--- Passage for review ---
This monograph—a collaboration between photographer Mark Klett and writer, art critic, and cultural geographer William L. Fox—emerged from expeditions the two men were a part of in 2023 and 2024 to the Republic of the Marshall Islands (RMI), a remote nation in the mid-Pacific. The book extends the work of their previous collaboration, The Half Life of History (Radius Books, 2011), engaging the RMI’s devastating nuclear legacy after WWII, and continues into the present with the existential threat of climate change.
Weaving together historic images with photographs Klett took on these trips and Fox’s writings in the form of both narrative journal entries and short essays, the project uses the case study of this small island nation to consider future implications of nuclear testing and accelerating climate crises for the entire planet.
It is estimated that nuclear testing in the 1950s and ’60s put four tons of plutonium-239 and 240 into the stratosphere. That means everyone born after BRAVO has been exposed. Our human bodies are part of the stratigraphic record of the Anthropocene. Dendrochronologists—the scientists who study tree rings—have identified a radiocarbon spike in every tree worldwide that dates specifically to 1954. Every tree alive then shows that spike, and that spike is also embedded in the strata of sediments at the bottom of BRAVO crater.
--- Data under study ---
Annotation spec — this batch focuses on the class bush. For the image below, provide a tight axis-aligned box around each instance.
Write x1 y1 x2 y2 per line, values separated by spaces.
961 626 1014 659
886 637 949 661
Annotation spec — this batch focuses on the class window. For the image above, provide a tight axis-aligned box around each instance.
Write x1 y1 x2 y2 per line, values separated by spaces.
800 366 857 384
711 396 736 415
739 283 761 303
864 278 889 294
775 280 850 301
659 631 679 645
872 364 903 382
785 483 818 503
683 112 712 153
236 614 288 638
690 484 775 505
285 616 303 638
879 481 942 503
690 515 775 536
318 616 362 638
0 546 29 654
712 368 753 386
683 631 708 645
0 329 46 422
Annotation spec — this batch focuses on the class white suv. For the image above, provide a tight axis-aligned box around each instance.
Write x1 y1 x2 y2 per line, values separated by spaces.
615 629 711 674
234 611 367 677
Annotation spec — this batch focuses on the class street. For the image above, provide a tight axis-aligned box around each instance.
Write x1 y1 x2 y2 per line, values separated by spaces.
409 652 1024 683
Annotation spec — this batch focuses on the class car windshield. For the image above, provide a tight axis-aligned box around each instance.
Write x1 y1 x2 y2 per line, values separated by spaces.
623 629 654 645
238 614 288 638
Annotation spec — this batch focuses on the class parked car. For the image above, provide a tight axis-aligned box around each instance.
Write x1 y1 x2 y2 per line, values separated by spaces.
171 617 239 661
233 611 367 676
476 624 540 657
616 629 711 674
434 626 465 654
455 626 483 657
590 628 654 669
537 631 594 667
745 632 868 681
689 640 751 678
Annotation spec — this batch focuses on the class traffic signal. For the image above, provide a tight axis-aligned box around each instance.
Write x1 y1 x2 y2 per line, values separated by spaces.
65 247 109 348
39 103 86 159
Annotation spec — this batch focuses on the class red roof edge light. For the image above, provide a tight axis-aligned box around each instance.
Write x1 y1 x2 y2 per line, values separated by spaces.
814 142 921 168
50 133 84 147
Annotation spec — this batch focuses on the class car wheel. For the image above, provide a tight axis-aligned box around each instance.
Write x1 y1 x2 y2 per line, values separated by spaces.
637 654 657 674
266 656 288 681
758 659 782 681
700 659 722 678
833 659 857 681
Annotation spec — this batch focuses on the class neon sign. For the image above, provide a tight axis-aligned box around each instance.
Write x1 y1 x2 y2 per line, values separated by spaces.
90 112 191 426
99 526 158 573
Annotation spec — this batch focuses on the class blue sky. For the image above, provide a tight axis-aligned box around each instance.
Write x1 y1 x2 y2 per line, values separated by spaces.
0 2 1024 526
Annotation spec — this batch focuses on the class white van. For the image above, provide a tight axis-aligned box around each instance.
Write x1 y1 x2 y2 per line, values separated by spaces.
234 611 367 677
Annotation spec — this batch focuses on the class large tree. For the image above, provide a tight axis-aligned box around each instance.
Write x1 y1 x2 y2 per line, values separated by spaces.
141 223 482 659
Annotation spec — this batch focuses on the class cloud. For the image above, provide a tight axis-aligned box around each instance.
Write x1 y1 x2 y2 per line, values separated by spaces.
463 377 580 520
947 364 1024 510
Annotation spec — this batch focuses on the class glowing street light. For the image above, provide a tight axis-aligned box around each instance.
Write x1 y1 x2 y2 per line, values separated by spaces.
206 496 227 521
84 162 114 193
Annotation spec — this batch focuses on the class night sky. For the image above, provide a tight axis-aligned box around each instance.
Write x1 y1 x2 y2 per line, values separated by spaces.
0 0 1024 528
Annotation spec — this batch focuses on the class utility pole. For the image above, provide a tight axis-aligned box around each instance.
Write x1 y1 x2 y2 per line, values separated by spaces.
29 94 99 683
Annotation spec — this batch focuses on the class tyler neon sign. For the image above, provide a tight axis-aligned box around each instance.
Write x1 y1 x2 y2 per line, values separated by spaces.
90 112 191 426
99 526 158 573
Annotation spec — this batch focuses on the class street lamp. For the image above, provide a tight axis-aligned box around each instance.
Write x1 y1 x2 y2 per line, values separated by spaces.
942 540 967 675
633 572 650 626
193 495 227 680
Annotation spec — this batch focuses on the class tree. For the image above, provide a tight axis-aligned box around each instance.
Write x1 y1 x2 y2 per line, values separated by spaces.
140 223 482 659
---
■ Activity list:
1. In the description of the Marshall Islands monograph, retype the part starting with "It is estimated" and going on through "of BRAVO crater.".
2. According to the description of the Marshall Islands monograph, what year does the radiocarbon spike in every tree worldwide date to?
3. List every role that the description of the Marshall Islands monograph gives for William L. Fox.

■ Solutions per task:
1.
It is estimated that nuclear testing in the 1950s and ’60s put four tons of plutonium-239 and 240 into the stratosphere. That means everyone born after BRAVO has been exposed. Our human bodies are part of the stratigraphic record of the Anthropocene. Dendrochronologists—the scientists who study tree rings—have identified a radiocarbon spike in every tree worldwide that dates specifically to 1954. Every tree alive then shows that spike, and that spike is also embedded in the strata of sediments at the bottom of BRAVO crater.

2. 1954

3. writer, art critic, cultural geographer